### Stated goal
Can you set out every line of the records below as a Markdown table with the columns Row and Line, numbering each row, skipping blank lines and leaving out the pictures?

### Task input
## begin
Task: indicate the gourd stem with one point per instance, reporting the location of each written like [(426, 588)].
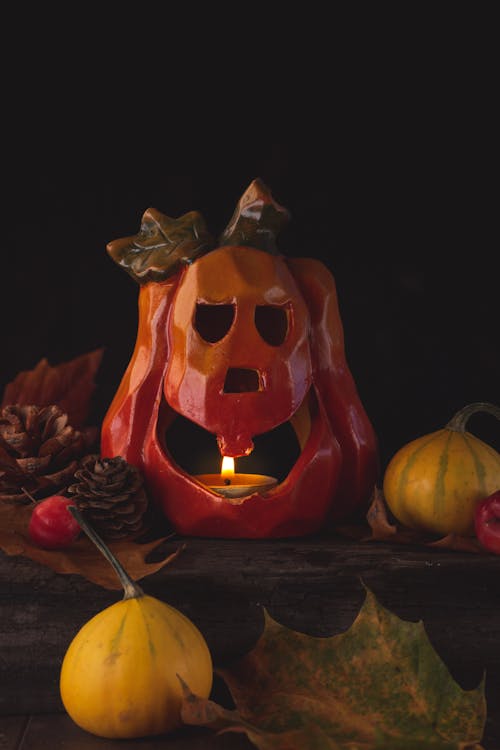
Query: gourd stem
[(131, 589), (459, 421)]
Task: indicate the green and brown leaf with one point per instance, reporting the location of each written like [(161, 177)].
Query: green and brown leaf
[(380, 685)]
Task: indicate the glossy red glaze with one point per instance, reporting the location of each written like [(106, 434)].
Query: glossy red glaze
[(173, 370)]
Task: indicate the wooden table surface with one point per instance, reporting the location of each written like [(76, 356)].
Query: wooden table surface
[(312, 585)]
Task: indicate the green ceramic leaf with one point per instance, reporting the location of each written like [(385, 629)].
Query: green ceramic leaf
[(379, 685)]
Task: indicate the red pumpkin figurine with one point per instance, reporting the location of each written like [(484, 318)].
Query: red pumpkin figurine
[(238, 340)]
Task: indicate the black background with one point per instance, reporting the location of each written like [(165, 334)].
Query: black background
[(383, 147)]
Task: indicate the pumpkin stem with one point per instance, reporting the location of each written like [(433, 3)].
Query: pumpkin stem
[(459, 421), (131, 589)]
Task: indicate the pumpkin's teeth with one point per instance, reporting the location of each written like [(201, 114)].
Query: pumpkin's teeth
[(274, 453)]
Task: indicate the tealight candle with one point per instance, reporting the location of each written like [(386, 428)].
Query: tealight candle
[(230, 484)]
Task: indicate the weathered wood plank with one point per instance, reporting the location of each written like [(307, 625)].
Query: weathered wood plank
[(11, 731), (51, 731), (313, 585)]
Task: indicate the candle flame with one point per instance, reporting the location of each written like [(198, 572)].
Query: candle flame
[(227, 468)]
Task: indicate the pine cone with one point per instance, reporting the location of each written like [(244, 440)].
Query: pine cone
[(39, 451), (111, 493)]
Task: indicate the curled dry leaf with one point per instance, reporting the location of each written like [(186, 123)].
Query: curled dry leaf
[(69, 385), (378, 685), (82, 557)]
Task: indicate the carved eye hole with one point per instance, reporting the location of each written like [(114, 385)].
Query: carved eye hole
[(213, 321), (271, 322)]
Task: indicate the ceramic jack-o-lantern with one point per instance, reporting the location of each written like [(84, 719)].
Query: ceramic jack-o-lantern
[(238, 342)]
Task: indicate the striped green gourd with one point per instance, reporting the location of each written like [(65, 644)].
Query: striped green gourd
[(434, 482)]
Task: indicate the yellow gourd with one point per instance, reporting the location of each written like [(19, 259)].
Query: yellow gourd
[(434, 482), (120, 675)]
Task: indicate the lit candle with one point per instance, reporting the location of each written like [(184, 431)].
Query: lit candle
[(230, 484)]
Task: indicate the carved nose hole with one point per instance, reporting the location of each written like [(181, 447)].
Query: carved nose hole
[(241, 380)]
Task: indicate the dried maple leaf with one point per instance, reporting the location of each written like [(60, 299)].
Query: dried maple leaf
[(69, 385), (378, 685), (82, 557)]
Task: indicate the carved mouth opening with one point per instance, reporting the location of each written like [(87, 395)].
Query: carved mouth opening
[(242, 380), (196, 451)]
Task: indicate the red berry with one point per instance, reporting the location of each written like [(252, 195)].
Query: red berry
[(51, 524), (487, 522)]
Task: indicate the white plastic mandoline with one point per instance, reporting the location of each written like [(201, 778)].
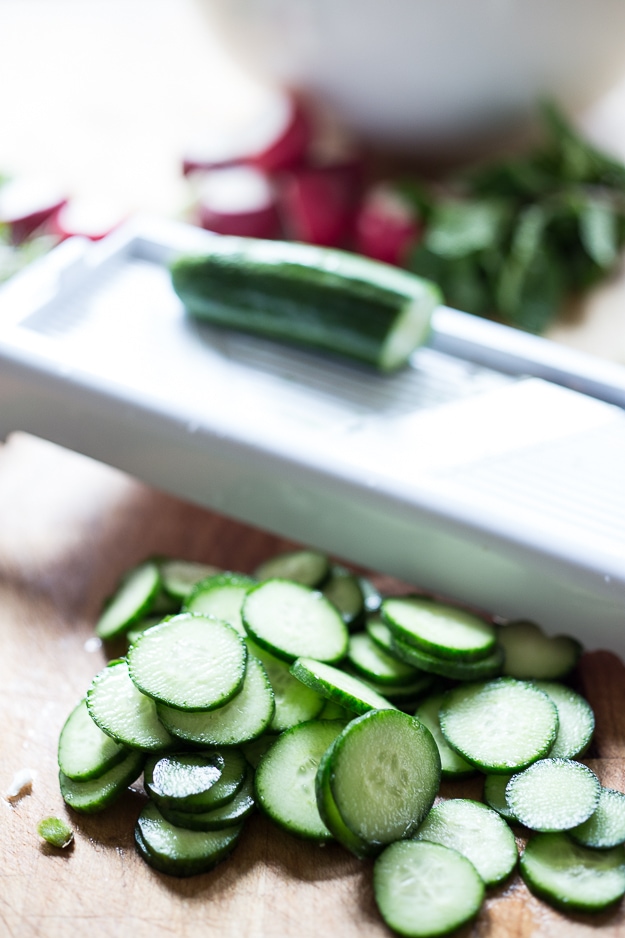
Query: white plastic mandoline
[(491, 471)]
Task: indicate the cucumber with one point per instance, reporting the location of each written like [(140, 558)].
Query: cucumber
[(242, 718), (96, 794), (424, 889), (553, 795), (344, 689), (571, 877), (221, 596), (133, 598), (177, 851), (290, 620), (440, 630), (606, 827), (452, 764), (123, 712), (531, 654), (85, 751), (499, 726), (189, 662), (475, 831), (285, 778), (312, 296), (384, 772)]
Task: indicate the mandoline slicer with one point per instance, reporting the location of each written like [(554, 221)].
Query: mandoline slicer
[(491, 471)]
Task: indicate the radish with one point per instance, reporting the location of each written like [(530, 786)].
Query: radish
[(386, 226), (25, 204), (88, 218), (318, 204), (276, 138), (238, 201)]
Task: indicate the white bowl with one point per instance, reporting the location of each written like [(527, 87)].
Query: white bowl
[(429, 75)]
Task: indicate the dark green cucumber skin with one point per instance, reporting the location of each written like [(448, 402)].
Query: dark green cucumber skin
## end
### Solution for this exercise
| Row | Line |
|---|---|
| 1 | Task: indicate the gourd stem with one point per instance, reporting the location of each written like [(426, 588)]. |
| 2 | Query: gourd stem |
| 3 | [(131, 589), (459, 421)] |
| 4 | Task: indicate the green and brown leaf with one point per instance, reporting the location of each written like [(161, 177)]. |
| 5 | Query: green and brown leaf |
| 6 | [(380, 685)] |
| 7 | Task: indicate the glossy red glaze with one point per instance, reporting the location of each written like [(106, 434)]. |
| 8 | Query: glossy red glaze |
| 9 | [(173, 370)] |
| 10 | Task: indicate the wooden table surface with one point per instance, reporting the location of each written like [(76, 356)]. |
| 11 | Query: wooden table surface |
| 12 | [(312, 585)] |
| 13 | Task: indicate the green ceramic leaf with one point per instance, reporting the location of each written like [(385, 629)]. |
| 14 | Query: green ceramic leaf |
| 15 | [(379, 685)] |
| 16 | Task: indicate the red pumpkin figurine with one point per instance, reporting the location of each written like [(484, 318)]. |
| 17 | Query: red pumpkin figurine |
| 18 | [(238, 340)] |
| 19 | Task: indicate the black background with one point per instance, reporting the location of each written like [(165, 334)]. |
| 20 | Query: black background |
| 21 | [(383, 147)] |
| 22 | Task: indicate the pumpkin stem with one point per instance, reporting the location of each written like [(433, 3)]. |
| 23 | Query: pumpkin stem |
| 24 | [(459, 421), (131, 589)] |
| 25 | Task: indicate the pumpkin's teeth with one point per instance, reporting the location of each written like [(201, 114)]. |
| 26 | Query: pumpkin's teeth |
| 27 | [(274, 453)] |
| 28 | Task: indicate the tealight candle with one point per instance, reporting the location of each written like [(386, 428)]. |
| 29 | Query: tealight candle |
| 30 | [(230, 484)] |
| 31 | Task: indicate the weathered wood plank with one point per instance, reporting the location of each written like [(307, 625)]. |
| 32 | Query: weathered wood plank |
| 33 | [(11, 731), (51, 731), (313, 585)] |
| 34 | Task: indicate the candle flame with one point per instance, reporting the location of each written like [(198, 572)]. |
| 35 | Query: candle flame |
| 36 | [(227, 468)] |
| 37 | Task: indicate the pine cone with one point per instance, reporting the location of each written like [(244, 440)]. |
| 38 | Query: pine cone |
| 39 | [(39, 451), (111, 493)] |
| 40 | Task: indicate the curled dry leaf with one point per instance, reporting the location of each written like [(186, 123)]. |
| 41 | Query: curled dry leaf |
| 42 | [(69, 385), (378, 685), (82, 557)] |
| 43 | Task: indicate the carved eye hole with one point per instance, reporting the location of each written like [(114, 385)]. |
| 44 | Query: carved eye hole |
| 45 | [(213, 321), (271, 322)] |
| 46 | Task: indicate the ceramic jack-o-lantern with one point per instance, reporting the location of each written like [(84, 719)]. |
| 47 | Query: ceramic jack-o-lantern |
| 48 | [(238, 342)] |
| 49 | Task: indicate the striped green gourd with one point per instance, reporting the location of each written like [(65, 644)]. |
| 50 | Query: striped green gourd |
| 51 | [(434, 482)] |
| 52 | Task: indicate the yellow gourd with one point per instance, reporting the location of each written like [(19, 259)]. |
| 53 | Query: yellow gourd |
| 54 | [(434, 482), (120, 675)] |
| 55 | Task: indicate the lit candle with one point per instance, reporting the location of each written like [(184, 431)]. |
| 56 | Query: lit candle |
| 57 | [(230, 484)] |
| 58 | Task: indicate the carved nose hole with one point per instance, reporting the location of each written like [(181, 447)]. |
| 59 | Query: carved nose hole |
| 60 | [(241, 380)] |
| 61 | Task: indicate the dried maple leaf with one point per instance, reporting the location of each written like [(60, 299)]. |
| 62 | Query: dried maple leaf |
| 63 | [(69, 385), (378, 685), (82, 557)] |
| 64 | Task: indicate the carved mouth opening with one point per instance, reporting the location of each written like [(87, 395)]. |
| 65 | Query: carved mouth opening |
| 66 | [(242, 380), (196, 451)] |
| 67 | Task: indicate the red berry with one point per instance, reporting the location of each written like [(252, 195)]. |
| 68 | Query: red berry |
| 69 | [(51, 524), (487, 522)] |
| 70 | Task: indicate the white plastic mandoline with one point per instance, reporting the location of each written like [(201, 778)]. |
| 71 | Query: white plastic mandoline |
| 72 | [(491, 471)] |
| 73 | Task: indicate the cucumber with one point per instance, reporting the location of each written like [(140, 558)]. |
| 74 | Query: cucumber |
| 75 | [(242, 718), (96, 794), (424, 889), (553, 795), (344, 689), (571, 877), (221, 596), (133, 598), (177, 851), (290, 620), (440, 630), (606, 827), (452, 764), (123, 712), (531, 654), (85, 751), (499, 726), (189, 662), (475, 831), (285, 778), (312, 296), (384, 772)] |
| 76 | Task: indicate the mandoline slicer with one point per instance, reporting the location of each written like [(554, 221)]. |
| 77 | Query: mandoline slicer |
| 78 | [(491, 471)] |
| 79 | Task: indicate the radish with one point per instance, reporting the location of each written like [(530, 786)]. |
| 80 | Query: radish |
| 81 | [(386, 226), (25, 204), (88, 218), (318, 204), (276, 138), (238, 201)] |
| 82 | Task: indicate the white bowl with one point per instance, reporting the location of each written like [(527, 87)]. |
| 83 | Query: white bowl |
| 84 | [(429, 75)] |
| 85 | Task: indicate the dark green cucumber skin with one point per instance, reporting the location of each written like [(448, 402)]. |
| 86 | Query: dark green cucumber skin |